SELECTED TEXT:
:::

- Born: 17 March 1888 Paris, France
- Died: 30 April 1971 (aged 83) Paris, France
- Allegiance: France
- Branch: Aviation
- Rank: Capitaine
- Unit: Escadrille N.84
- Commands: Escadrille Spa.84
- Awards: Legion d'Honneur Croix de Guerre

= Pierre Wertheim =

Capitaine Pierre Armand Wertheim, alias Pierre Armand Wertheimer, (17 March 1888 - 30 April 1971) was a French World War I flying ace credited with five aerial victories.

==Biography==
See also Aerial victory standards of World War I

Pierre Armand Wertheim was born on 17 March 1888 in Paris.

He began his required military service on 7 October 1909, becoming an infantryman. On 24 September 1911, he was released to reserve duty. The start of World War I saw him recalled to duty. However, on 8 August 1914, he went to hospital. He returned to his regiment in a few days, being tasked as a machine gunner. He served in that role until 30 March 1916, when he was sent for pilot training.

Wertheim graduated primary training with his Military Pilot's Brevet on 9 September 1916. After advanced training, he was posted to Escadrille N.84 on 3 February 1917. On 5 December 1917, he was raised from the enlisted ranks to the rank of temporary Sous lieutenant.

Wertheim shot down a German two-seated airplane with his SPAD on 16 February 1918, then downed a couple of Fokker Dr.1 triplanes on 31 March. On 20 April, he became a permanent Sous lieutenant. The next day, he teamed with Lieutenant Jean Chaput to down a Pfalz D.III fighter for a fourth victory.

On 3 August 1918, Wertheim was inducted into the Legion d'honneur. On the 28th, he was given command of his squadron, which had been outfitted with SPADs to become Escadrille Spa.84. On 9 September 1918, he was promoted to temporary Lieutenant. On 10 October 1918, he managed the highly hazardous task of destroying an observation balloon, to become an ace.

Pierre Wertheim also served during World War II in the rank of Capitaine.

==Honors and awards==

- Chevalier of the Legion d'honneur awarded 3 August 1918
- Appointed Officer of the Legion d'honneur on 24 December 1936
- Decreed Commander of the Legion d'honneur on 13 July 1961
- Croix de Guerre with four palmes and three etoiles de vermeil

==Bibliography==
- Franks, Norman; Bailey, Frank (1993). Over the Front: The Complete Record of the Fighter Aces and Units of the United States and French Air Services, 1914–1918. London, UK: Grub Street Publishing.

:::

Region pointing data:
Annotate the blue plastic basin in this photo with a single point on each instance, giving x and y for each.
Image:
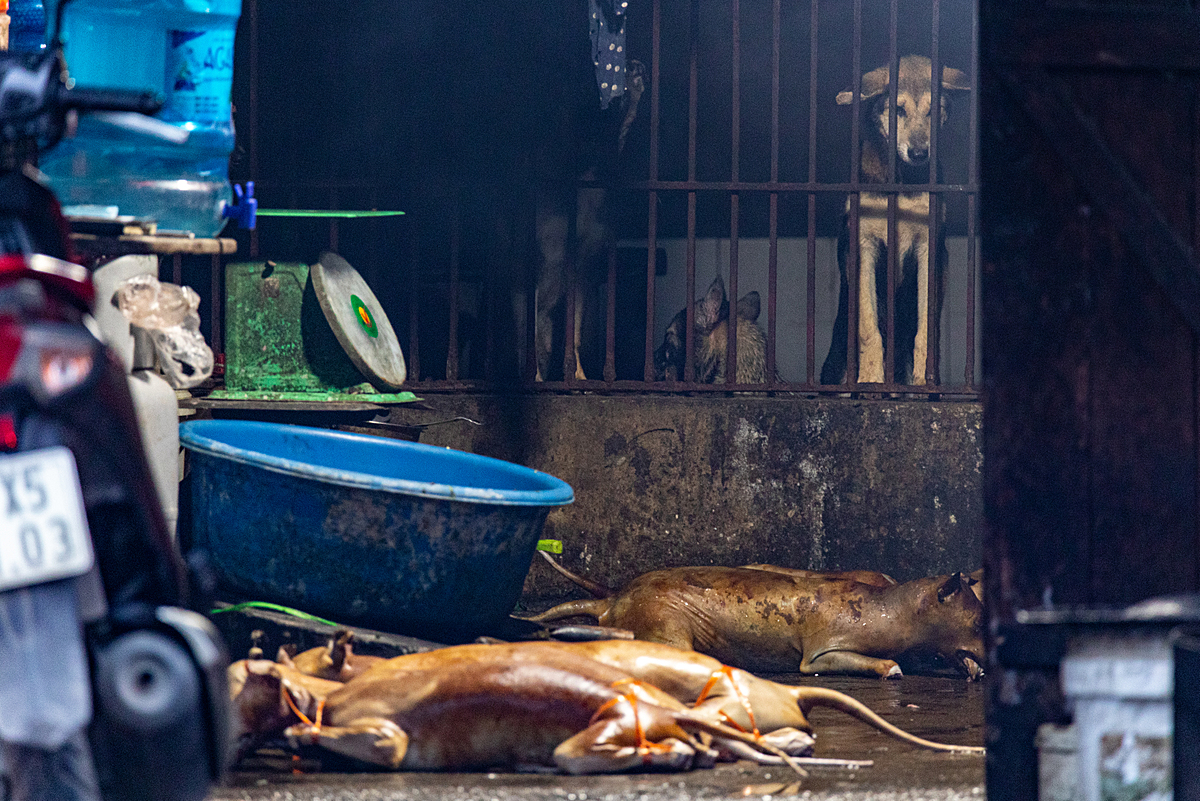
(389, 534)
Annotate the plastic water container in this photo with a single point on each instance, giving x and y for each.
(27, 31)
(183, 49)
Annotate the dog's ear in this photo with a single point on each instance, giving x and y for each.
(954, 80)
(874, 83)
(749, 307)
(708, 309)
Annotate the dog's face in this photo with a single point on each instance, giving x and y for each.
(711, 311)
(712, 314)
(913, 103)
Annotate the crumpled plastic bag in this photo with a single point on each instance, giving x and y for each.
(171, 314)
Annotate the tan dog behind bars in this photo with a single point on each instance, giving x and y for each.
(913, 337)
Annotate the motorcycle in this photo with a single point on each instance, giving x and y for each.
(111, 686)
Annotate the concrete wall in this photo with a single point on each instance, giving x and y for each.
(664, 481)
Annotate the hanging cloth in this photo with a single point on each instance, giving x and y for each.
(606, 22)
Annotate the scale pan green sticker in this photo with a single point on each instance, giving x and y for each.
(364, 314)
(358, 320)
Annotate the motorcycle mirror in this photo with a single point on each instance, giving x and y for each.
(55, 38)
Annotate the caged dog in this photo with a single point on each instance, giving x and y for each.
(593, 236)
(913, 336)
(709, 335)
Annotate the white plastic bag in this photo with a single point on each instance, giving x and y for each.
(171, 314)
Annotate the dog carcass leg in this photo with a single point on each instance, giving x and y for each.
(377, 741)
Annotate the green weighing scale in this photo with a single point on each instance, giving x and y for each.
(310, 333)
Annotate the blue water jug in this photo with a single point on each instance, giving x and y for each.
(27, 31)
(183, 49)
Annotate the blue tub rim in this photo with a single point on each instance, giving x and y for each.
(556, 492)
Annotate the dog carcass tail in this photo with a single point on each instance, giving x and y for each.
(570, 609)
(809, 697)
(598, 590)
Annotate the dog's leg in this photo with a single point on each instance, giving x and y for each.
(870, 341)
(921, 343)
(552, 230)
(579, 326)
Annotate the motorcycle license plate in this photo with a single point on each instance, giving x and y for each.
(43, 529)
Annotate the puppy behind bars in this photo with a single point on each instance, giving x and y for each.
(709, 337)
(917, 271)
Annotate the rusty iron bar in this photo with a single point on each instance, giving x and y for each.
(652, 228)
(731, 325)
(610, 326)
(933, 319)
(856, 142)
(624, 385)
(689, 367)
(251, 13)
(570, 288)
(216, 306)
(414, 296)
(652, 232)
(453, 333)
(773, 211)
(531, 282)
(972, 200)
(810, 327)
(889, 313)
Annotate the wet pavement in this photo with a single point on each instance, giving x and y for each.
(942, 709)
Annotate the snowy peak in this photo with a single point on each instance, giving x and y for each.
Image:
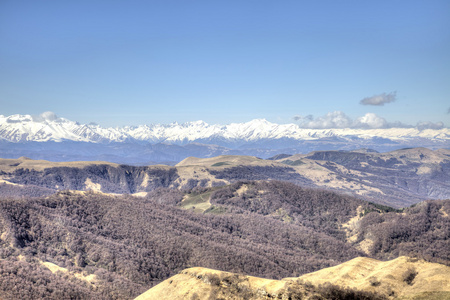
(49, 127)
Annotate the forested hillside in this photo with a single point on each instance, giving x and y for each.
(116, 247)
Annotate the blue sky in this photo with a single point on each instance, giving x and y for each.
(140, 62)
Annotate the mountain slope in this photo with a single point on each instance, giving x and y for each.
(397, 178)
(377, 279)
(19, 128)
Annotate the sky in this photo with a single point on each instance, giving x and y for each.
(318, 63)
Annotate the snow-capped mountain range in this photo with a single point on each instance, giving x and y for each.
(25, 128)
(57, 139)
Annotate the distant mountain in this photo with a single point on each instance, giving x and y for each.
(69, 140)
(397, 178)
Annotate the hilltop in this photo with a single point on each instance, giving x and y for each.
(398, 178)
(359, 278)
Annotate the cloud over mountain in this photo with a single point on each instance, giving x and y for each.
(338, 119)
(379, 100)
(45, 116)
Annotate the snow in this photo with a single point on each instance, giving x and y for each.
(19, 128)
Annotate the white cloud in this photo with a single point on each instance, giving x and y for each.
(46, 116)
(370, 120)
(380, 99)
(429, 125)
(335, 119)
(338, 119)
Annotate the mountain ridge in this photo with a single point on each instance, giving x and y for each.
(22, 128)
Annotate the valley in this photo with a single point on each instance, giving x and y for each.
(103, 230)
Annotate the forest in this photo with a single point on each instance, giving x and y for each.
(127, 244)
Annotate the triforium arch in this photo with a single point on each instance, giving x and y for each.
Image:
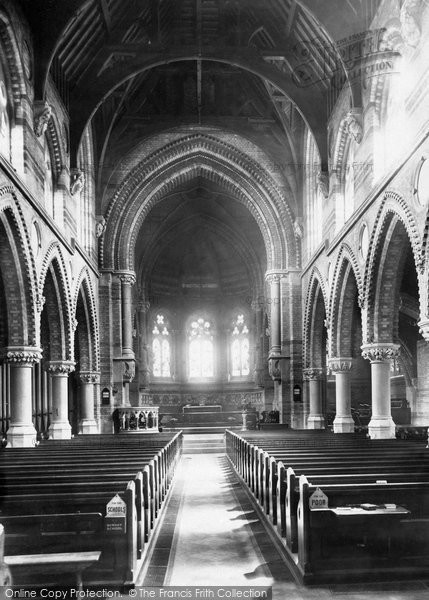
(181, 161)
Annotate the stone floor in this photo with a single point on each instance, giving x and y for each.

:::

PROBLEM DESCRIPTION: Reproduce verbatim the passage of the Pierre Wertheim biography that begins with the words "Wertheim graduated primary" and ends with "a fourth victory.".

TASK OUTPUT:
Wertheim graduated primary training with his Military Pilot's Brevet on 9 September 1916. After advanced training, he was posted to Escadrille N.84 on 3 February 1917. On 5 December 1917, he was raised from the enlisted ranks to the rank of temporary Sous lieutenant.

Wertheim shot down a German two-seated airplane with his SPAD on 16 February 1918, then downed a couple of Fokker Dr.1 triplanes on 31 March. On 20 April, he became a permanent Sous lieutenant. The next day, he teamed with Lieutenant Jean Chaput to down a Pfalz D.III fighter for a fourth victory.